• **GIVEN PROBLEM A**
Quote the news passage on the Miloševic trial word for word, beginning at the words "A day after" and stopping after "case in February.".
• **GIVEN PROBLEM B**
In the news passage on the Miloševic trial, between which dates will the trial be adjourned in any case?
• **GIVEN PROBLEM C**
Carry on the news passage on the Miloševic trial, picking up after its final sentence.

• **SELECTED PASSAGE**
────

A day after three judges of the International Criminal Tribunal for the former Yugoslavia ICTY adjourned the trial because of concerns over Mr. Miloševic's heart condition, they ruled it can re-start next week as "there is no evidence that the Accused is not fit to stand trial."
But the judges, sitting in The Hague, added there is evidence that Mr. Miloševic's health "is such that he may not be fit to continue to represent himself."
The ICTY said a court-appointed cardiologist with no previous connection to Mr. Miloševic must examine him and decide whether he is healthy enough to act as his own counsel and, if so, what impact that would have on the trial's schedule.
The trial will be adjourned between 21 July and 31 August in any case to allow Mr. Miloševic more time to prepare his defence. The prosecution concluded its case in February.

────

• **EXCERPTED DATA**
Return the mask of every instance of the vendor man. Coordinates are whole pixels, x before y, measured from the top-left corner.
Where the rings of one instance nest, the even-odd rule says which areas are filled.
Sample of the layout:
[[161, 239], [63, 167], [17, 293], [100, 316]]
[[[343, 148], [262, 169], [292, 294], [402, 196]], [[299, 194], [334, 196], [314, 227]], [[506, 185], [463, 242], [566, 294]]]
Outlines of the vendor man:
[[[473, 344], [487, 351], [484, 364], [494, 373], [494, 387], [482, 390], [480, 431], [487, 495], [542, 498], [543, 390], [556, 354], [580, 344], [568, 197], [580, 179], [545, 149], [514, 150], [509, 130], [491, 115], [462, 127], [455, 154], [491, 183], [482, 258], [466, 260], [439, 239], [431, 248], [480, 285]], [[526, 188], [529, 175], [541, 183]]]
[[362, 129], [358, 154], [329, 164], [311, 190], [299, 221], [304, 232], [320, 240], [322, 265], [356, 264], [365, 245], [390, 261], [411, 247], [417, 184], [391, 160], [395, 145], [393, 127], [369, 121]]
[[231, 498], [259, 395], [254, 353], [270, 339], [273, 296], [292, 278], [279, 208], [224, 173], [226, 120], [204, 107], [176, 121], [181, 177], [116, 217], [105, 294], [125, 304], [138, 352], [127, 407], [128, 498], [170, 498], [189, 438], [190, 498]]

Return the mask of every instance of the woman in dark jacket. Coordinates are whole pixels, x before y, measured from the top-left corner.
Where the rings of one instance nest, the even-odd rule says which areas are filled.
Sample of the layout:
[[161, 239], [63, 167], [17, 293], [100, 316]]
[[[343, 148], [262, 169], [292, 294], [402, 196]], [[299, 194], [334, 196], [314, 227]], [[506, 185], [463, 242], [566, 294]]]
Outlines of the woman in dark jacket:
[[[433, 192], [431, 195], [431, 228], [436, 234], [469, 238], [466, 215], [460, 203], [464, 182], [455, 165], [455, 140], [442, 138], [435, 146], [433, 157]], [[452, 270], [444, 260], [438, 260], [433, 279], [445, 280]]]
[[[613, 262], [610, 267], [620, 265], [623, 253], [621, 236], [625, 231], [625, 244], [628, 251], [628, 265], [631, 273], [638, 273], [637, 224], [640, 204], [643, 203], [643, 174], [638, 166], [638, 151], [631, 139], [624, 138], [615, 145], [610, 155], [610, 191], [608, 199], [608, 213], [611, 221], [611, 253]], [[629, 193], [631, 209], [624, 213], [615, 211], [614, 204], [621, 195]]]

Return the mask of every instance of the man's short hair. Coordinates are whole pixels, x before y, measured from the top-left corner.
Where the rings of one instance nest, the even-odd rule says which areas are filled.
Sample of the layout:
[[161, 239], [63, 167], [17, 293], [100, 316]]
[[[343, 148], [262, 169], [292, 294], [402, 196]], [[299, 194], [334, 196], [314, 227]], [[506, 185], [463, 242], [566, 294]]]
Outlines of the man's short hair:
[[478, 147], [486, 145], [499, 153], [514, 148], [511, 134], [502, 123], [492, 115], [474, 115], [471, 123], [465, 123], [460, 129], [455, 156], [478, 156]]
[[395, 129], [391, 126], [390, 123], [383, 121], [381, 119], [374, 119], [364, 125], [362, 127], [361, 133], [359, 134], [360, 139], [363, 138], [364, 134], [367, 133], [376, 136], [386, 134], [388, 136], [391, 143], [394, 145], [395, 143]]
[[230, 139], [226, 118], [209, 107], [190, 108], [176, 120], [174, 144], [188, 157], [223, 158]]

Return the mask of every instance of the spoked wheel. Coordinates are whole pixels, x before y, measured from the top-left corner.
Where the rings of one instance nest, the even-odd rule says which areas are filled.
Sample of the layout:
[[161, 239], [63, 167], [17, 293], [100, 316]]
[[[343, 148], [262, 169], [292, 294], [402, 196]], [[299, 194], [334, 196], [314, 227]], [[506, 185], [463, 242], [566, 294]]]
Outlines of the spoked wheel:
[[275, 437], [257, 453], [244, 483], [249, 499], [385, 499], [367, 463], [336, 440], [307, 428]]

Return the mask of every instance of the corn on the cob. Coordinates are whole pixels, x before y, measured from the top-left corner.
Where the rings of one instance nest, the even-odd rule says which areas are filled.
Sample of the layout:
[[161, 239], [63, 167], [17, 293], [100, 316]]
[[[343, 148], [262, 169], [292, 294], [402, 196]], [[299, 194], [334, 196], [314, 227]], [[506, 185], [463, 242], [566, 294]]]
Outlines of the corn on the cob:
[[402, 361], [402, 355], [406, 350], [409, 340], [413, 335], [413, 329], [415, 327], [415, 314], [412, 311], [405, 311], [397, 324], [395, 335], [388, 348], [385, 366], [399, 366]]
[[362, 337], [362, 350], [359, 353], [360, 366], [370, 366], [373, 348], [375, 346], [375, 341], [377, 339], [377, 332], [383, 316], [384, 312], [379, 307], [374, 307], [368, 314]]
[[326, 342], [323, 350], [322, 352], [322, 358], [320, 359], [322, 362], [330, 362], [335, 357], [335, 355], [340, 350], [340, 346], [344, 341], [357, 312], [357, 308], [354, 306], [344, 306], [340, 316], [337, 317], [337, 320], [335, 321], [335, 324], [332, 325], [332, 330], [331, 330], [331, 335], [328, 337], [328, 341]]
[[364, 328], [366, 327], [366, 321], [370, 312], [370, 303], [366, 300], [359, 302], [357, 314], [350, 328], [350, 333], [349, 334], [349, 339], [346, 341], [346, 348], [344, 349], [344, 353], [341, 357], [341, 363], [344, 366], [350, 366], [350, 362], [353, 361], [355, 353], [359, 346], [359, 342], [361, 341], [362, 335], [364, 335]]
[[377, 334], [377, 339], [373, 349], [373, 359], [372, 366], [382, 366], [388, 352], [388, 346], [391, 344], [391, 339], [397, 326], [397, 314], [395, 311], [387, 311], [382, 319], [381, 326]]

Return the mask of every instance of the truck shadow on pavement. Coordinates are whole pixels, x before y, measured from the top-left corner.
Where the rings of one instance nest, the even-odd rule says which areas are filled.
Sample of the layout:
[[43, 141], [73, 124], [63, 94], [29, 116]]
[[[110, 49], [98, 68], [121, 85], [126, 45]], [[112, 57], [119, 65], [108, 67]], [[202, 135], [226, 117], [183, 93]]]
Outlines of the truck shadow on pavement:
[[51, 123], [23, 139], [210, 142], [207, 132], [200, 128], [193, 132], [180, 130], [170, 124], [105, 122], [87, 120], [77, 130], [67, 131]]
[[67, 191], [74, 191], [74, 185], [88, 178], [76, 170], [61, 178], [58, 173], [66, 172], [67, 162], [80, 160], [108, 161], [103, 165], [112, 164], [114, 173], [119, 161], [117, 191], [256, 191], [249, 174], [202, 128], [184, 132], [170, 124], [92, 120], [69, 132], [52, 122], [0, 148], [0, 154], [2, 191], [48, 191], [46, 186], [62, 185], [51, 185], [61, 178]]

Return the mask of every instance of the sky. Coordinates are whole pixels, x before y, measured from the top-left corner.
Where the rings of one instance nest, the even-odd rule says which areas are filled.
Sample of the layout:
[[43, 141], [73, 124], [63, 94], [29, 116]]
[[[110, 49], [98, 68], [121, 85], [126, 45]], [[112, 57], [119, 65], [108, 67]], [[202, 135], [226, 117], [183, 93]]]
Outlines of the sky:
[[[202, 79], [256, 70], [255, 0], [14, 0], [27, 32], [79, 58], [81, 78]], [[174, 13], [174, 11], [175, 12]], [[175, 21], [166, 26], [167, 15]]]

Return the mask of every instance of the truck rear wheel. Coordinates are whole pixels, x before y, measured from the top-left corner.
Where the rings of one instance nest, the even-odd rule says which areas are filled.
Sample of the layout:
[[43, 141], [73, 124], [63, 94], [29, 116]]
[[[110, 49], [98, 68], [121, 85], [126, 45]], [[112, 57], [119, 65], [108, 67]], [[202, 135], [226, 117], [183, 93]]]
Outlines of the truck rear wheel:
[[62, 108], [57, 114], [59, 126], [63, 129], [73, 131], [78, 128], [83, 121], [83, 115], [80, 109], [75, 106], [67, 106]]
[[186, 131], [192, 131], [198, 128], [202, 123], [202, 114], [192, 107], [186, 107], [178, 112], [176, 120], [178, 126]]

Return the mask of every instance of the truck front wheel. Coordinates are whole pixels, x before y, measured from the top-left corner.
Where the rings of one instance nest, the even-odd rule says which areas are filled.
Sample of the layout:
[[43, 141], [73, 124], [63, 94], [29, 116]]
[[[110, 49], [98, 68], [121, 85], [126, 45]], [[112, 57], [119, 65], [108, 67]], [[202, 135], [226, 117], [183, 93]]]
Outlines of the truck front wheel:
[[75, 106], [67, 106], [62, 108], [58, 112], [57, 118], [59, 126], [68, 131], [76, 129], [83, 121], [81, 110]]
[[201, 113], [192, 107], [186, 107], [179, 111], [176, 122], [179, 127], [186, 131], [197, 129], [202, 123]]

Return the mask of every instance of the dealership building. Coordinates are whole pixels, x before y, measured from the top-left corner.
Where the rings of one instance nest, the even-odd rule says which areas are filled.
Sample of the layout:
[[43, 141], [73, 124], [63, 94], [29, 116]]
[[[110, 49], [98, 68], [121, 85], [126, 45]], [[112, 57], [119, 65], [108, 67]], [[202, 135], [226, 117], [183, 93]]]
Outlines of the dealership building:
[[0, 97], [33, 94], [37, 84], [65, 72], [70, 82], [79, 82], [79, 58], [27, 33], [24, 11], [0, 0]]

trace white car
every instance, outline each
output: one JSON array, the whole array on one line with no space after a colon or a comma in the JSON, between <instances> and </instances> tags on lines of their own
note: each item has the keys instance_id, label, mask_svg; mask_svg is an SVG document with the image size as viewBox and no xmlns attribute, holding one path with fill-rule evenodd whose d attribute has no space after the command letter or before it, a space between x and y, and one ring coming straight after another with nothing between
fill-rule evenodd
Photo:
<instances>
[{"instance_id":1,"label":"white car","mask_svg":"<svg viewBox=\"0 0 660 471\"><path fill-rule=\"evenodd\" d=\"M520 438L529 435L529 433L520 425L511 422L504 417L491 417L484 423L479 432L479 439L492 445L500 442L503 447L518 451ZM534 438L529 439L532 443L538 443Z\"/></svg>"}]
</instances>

────

• **FINAL ANSWER A**
A day after three judges of the International Criminal Tribunal for the former Yugoslavia ICTY adjourned the trial because of concerns over Mr. Miloševic's heart condition, they ruled it can re-start next week as "there is no evidence that the Accused is not fit to stand trial."
But the judges, sitting in The Hague, added there is evidence that Mr. Miloševic's health "is such that he may not be fit to continue to represent himself."
The ICTY said a court-appointed cardiologist with no previous connection to Mr. Miloševic must examine him and decide whether he is healthy enough to act as his own counsel and, if so, what impact that would have on the trial's schedule.
The trial will be adjourned between 21 July and 31 August in any case to allow Mr. Miloševic more time to prepare his defence. The prosecution concluded its case in February.

• **FINAL ANSWER B**
Between 21 July and 31 August.

• **FINAL ANSWER C**
The former Yugoslav President is facing charges of genocide, crimes against humanity and other war crimes for his role in Bosnia and Herzegovina, Croatia and Kosovo during the Balkan wars of the 1990s.
The trial, which began in February 2002, has already lost 66 days because of Mr. Miloševic's health problems.
Meanwhile, Mitar Vasiljevic, a Bosnian Serb man convicted for his part in the deaths of five Muslim men in 1992, was today transferred to Austria to serve out the remainder of his 15-year jail term.
Austria is one of 10 European countries which have signed
deals to house criminals sentenced by the ICTY.